-- Start Supplied data --

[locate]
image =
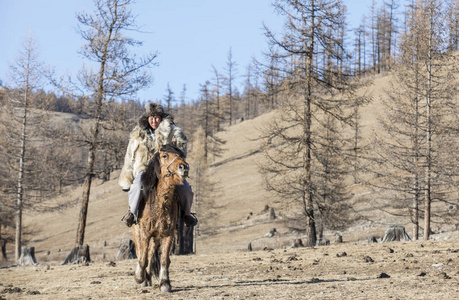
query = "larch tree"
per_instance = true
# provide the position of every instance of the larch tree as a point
(231, 75)
(26, 77)
(119, 73)
(298, 160)
(418, 154)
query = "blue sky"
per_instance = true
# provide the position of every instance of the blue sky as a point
(189, 35)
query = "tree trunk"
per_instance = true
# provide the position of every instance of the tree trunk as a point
(3, 249)
(27, 256)
(428, 199)
(21, 168)
(395, 233)
(307, 185)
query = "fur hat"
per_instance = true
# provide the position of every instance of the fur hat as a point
(154, 109)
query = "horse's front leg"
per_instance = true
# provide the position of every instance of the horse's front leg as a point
(143, 243)
(166, 247)
(150, 262)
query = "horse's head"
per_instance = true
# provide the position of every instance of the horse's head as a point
(172, 163)
(168, 163)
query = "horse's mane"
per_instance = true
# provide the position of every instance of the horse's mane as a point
(152, 173)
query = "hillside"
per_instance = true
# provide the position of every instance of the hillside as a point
(236, 211)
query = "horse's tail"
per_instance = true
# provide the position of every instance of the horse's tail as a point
(155, 263)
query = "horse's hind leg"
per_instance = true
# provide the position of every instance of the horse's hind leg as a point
(166, 247)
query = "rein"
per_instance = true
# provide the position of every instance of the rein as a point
(169, 174)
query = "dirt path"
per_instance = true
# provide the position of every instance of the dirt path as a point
(412, 270)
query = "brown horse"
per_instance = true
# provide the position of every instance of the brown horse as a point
(155, 230)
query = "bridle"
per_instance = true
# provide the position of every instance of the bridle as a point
(169, 173)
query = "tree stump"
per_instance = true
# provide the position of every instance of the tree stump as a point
(297, 243)
(271, 232)
(395, 233)
(323, 242)
(78, 255)
(27, 256)
(127, 250)
(338, 238)
(372, 239)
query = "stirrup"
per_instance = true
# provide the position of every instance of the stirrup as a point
(129, 218)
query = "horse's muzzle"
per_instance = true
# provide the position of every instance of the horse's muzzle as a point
(183, 170)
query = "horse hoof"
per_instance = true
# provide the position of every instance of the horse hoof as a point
(139, 276)
(166, 288)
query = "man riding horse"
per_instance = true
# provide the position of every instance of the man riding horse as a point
(155, 129)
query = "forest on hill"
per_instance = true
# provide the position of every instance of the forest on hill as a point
(314, 76)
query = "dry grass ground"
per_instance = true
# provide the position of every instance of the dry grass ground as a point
(222, 267)
(396, 270)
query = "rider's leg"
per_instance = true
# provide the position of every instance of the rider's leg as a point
(134, 194)
(186, 195)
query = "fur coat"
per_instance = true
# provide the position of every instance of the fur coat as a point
(142, 147)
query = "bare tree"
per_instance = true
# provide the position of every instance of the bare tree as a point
(26, 76)
(418, 152)
(231, 70)
(312, 31)
(119, 73)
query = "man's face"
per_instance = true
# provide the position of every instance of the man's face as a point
(154, 121)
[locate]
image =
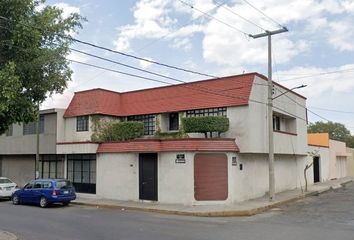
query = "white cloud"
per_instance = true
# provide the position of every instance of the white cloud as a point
(145, 64)
(67, 9)
(321, 82)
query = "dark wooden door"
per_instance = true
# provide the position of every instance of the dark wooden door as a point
(316, 169)
(148, 176)
(210, 177)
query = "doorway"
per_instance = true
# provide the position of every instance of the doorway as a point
(148, 176)
(316, 169)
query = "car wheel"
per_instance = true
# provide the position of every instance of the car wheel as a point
(43, 202)
(15, 200)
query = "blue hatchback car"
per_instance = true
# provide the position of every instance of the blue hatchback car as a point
(44, 192)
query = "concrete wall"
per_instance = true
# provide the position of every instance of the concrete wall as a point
(350, 162)
(336, 149)
(19, 168)
(26, 144)
(118, 177)
(248, 124)
(253, 180)
(323, 154)
(70, 133)
(72, 148)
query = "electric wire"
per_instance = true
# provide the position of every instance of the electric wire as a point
(115, 51)
(216, 19)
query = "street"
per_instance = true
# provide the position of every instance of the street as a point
(328, 216)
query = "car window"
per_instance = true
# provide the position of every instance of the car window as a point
(46, 185)
(37, 185)
(63, 184)
(28, 186)
(5, 180)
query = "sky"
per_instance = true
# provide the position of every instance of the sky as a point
(212, 37)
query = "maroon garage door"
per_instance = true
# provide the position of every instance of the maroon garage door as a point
(210, 177)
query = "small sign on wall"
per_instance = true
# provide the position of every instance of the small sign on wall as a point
(234, 161)
(180, 159)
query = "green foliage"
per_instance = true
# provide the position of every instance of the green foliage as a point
(108, 131)
(204, 125)
(32, 57)
(336, 131)
(179, 134)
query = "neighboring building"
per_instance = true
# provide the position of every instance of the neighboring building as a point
(350, 162)
(192, 170)
(332, 163)
(18, 148)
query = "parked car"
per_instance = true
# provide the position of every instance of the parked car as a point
(7, 187)
(45, 192)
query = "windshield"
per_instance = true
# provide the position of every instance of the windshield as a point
(5, 180)
(63, 184)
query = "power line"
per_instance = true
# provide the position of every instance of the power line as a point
(319, 74)
(332, 110)
(210, 16)
(117, 52)
(261, 12)
(245, 19)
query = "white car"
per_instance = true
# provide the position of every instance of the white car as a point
(7, 187)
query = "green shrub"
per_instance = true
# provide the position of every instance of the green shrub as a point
(117, 131)
(207, 124)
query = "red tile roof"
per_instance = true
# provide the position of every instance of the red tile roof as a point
(220, 92)
(170, 145)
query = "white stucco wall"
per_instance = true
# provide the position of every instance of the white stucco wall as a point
(323, 154)
(70, 133)
(253, 180)
(118, 176)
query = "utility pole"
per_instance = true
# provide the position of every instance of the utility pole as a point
(37, 146)
(270, 109)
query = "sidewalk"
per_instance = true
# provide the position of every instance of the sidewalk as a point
(7, 236)
(246, 208)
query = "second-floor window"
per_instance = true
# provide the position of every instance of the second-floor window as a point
(276, 123)
(9, 131)
(173, 121)
(82, 123)
(148, 120)
(207, 112)
(30, 128)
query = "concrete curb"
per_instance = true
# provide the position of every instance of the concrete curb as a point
(7, 235)
(225, 213)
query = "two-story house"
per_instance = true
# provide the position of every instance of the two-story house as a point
(18, 147)
(193, 169)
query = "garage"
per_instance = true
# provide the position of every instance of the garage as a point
(210, 177)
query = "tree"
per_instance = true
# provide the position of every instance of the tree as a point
(33, 53)
(336, 131)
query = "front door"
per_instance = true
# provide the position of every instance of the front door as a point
(148, 176)
(316, 169)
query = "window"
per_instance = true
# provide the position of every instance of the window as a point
(148, 120)
(207, 112)
(276, 123)
(51, 166)
(82, 172)
(30, 128)
(82, 123)
(9, 131)
(173, 121)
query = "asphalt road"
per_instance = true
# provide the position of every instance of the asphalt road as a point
(328, 216)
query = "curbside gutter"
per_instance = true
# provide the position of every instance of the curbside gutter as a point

-- End Supplied data --

> **Given request**
Omit any images, then output the listing exactly.

> **Solution for this exercise**
[locate]
image =
query = "larch tree"
per_instance = true
# provide the position of every instance of the larch tree as a point
(231, 75)
(26, 77)
(119, 73)
(298, 160)
(418, 154)
query = "blue sky"
per_instance = true
# provide the position of every instance of the blue sky as a point
(189, 35)
query = "tree trunk"
per_instance = true
# provide the position of every instance of the tree trunk as a point
(3, 249)
(27, 256)
(428, 199)
(21, 168)
(395, 233)
(307, 185)
query = "fur hat"
per_instance = true
# provide the position of every instance of the fur hat as a point
(154, 109)
query = "horse's front leg"
per_instance = true
# provide the position of every instance of the horse's front leg as a point
(143, 243)
(166, 247)
(150, 262)
query = "horse's head"
per_instance = true
# provide the position of every instance of the horse's head as a point
(172, 163)
(168, 163)
query = "horse's mane"
per_instance = true
# provide the position of every instance of the horse's mane as a point
(152, 173)
query = "hillside"
per_instance = true
# provide the position of every instance of the hillside as a point
(236, 211)
query = "horse's tail"
per_instance = true
# provide the position of every instance of the horse's tail as a point
(155, 263)
query = "horse's hind leg"
per_instance = true
# provide the position of every instance of the horse's hind leg as a point
(166, 247)
query = "rein"
per_instance = true
# provide the position of every instance of the rein as a point
(169, 174)
query = "dirt path"
per_instance = true
# provide the position of every instance of the dirt path as a point
(412, 270)
query = "brown horse"
per_instance = true
# provide the position of every instance of the brown horse as a point
(155, 230)
query = "bridle"
per_instance = true
# provide the position of every instance of the bridle as a point
(169, 173)
query = "tree stump"
per_instance = true
# provide the position of every instance of the tree stump as a point
(297, 243)
(271, 232)
(395, 233)
(323, 242)
(78, 255)
(27, 256)
(127, 250)
(338, 238)
(372, 239)
query = "stirrup"
per_instance = true
# provide the position of every instance of the stirrup as a point
(129, 218)
query = "horse's muzzle"
per_instance = true
# provide the position of every instance of the horse's muzzle as a point
(183, 170)
query = "horse hoof"
per_instance = true
# provide the position of every instance of the horse hoof as a point
(139, 276)
(166, 288)
query = "man riding horse"
per_instance = true
# provide the position of every instance of the man riding horse as a point
(155, 129)
query = "forest on hill"
per_instance = true
# provide the position of every instance of the forest on hill as a point
(314, 76)
query = "dry grass ground"
per_instance = true
# provide the position of every instance of the dry grass ground as a point
(222, 267)
(396, 270)
query = "rider's leg"
per_instance = true
# provide the position of every instance of the rider's leg as a point
(134, 194)
(186, 195)
query = "fur coat"
per_instance = true
# provide the position of every instance of the fur coat as a point
(142, 147)
query = "bare tree"
per_instance = true
# provide the position of every instance of the bare tree as a point
(26, 76)
(418, 152)
(231, 70)
(312, 31)
(119, 73)
query = "man's face"
per_instance = true
# provide the position of every instance of the man's face as a point
(154, 121)
[locate]
image =
query = "white cloud"
per_instance = true
# provide the position of every instance of the white cloud as a point
(145, 64)
(67, 9)
(321, 82)
query = "dark wooden door"
per_instance = true
# provide the position of every instance of the dark wooden door as a point
(316, 169)
(148, 176)
(210, 177)
query = "doorway"
per_instance = true
# provide the position of every instance of the doorway as a point
(148, 176)
(316, 169)
query = "car wheel"
per_instance = true
# provide the position of every instance of the car wheel as a point
(43, 202)
(15, 200)
query = "blue hatchback car"
per_instance = true
# provide the position of every instance of the blue hatchback car as a point
(44, 192)
query = "concrete wall"
per_instance = true
# provide the position of every instance of the concrete wall as a point
(350, 162)
(336, 149)
(19, 168)
(26, 144)
(118, 177)
(248, 124)
(253, 180)
(323, 154)
(70, 133)
(72, 148)
query = "electric wire"
per_instance = true
# provide the position of every instance of the electric wire as a point
(115, 51)
(216, 19)
query = "street"
per_instance = true
# provide the position of every instance of the street as a point
(328, 216)
query = "car window"
per_instance = true
# provide the position of every instance of the car window as a point
(46, 185)
(37, 185)
(63, 184)
(28, 186)
(5, 180)
query = "sky"
per_instance = true
# provide the position of every instance of the sky as a point
(212, 37)
query = "maroon garage door"
per_instance = true
# provide the position of every instance of the maroon garage door as a point
(210, 177)
query = "small sign on wall"
per_instance = true
# provide the position of every instance of the small sign on wall as a point
(234, 161)
(180, 159)
query = "green foliage"
per_instance = true
# provide the position of every instance of the green foliage as a point
(108, 131)
(204, 125)
(32, 57)
(336, 131)
(179, 134)
query = "neighboring building"
per_instance = true
# provide the position of every instance of the neighboring building as a point
(350, 162)
(192, 170)
(332, 163)
(18, 148)
query = "parked car"
per_instance = true
# provide the position of every instance of the parked car as a point
(7, 187)
(45, 192)
query = "windshield"
per_instance = true
# provide the position of every instance of the windshield as a point
(5, 180)
(63, 184)
query = "power line"
per_instance = true
# provide the position of every instance of the power line as a point
(319, 74)
(332, 110)
(210, 16)
(117, 52)
(261, 12)
(245, 19)
query = "white car"
per_instance = true
# provide the position of every instance of the white car as a point
(7, 187)
query = "green shrub"
per_instance = true
# provide the position of every instance of the green shrub as a point
(117, 131)
(207, 124)
query = "red tile roof"
per_instance = true
# provide the position of every instance of the red tile roof as a point
(220, 92)
(170, 145)
query = "white stucco wall"
per_instance = true
# provide the position of every instance of the white stucco wall as a point
(323, 154)
(70, 133)
(253, 180)
(118, 176)
query = "utility pole"
per_instance = true
# provide the position of every instance of the utility pole as a point
(37, 146)
(270, 109)
query = "sidewalk"
per_instance = true
# provide the position of every instance of the sidewalk as a point
(7, 236)
(246, 208)
query = "second-floor window"
per_instance = true
# provide the position of every instance of the second-floor window as a point
(276, 123)
(9, 131)
(173, 121)
(82, 123)
(148, 120)
(207, 112)
(30, 128)
query = "concrete curb"
per_instance = true
# provide the position of every instance of the concrete curb as a point
(7, 235)
(225, 213)
query = "two-story house"
per_instance = true
# provide the position of every instance of the two-story house as a point
(18, 147)
(193, 169)
query = "garage"
per_instance = true
# provide the position of every instance of the garage as a point
(210, 177)
query = "tree"
per_instance = true
# provide the position of every instance of the tree as a point
(33, 53)
(336, 131)
query = "front door"
per_instance = true
# provide the position of every instance of the front door as a point
(148, 176)
(316, 169)
query = "window"
per_instance = true
# provide the position of every instance of the window as a point
(148, 120)
(207, 112)
(276, 123)
(51, 166)
(82, 172)
(30, 128)
(82, 123)
(9, 131)
(173, 121)
query = "asphalt road"
per_instance = true
# provide the position of every instance of the asphalt road as a point
(328, 216)
query = "curbside gutter"
per_instance = true
# provide the position of every instance of the curbside gutter as a point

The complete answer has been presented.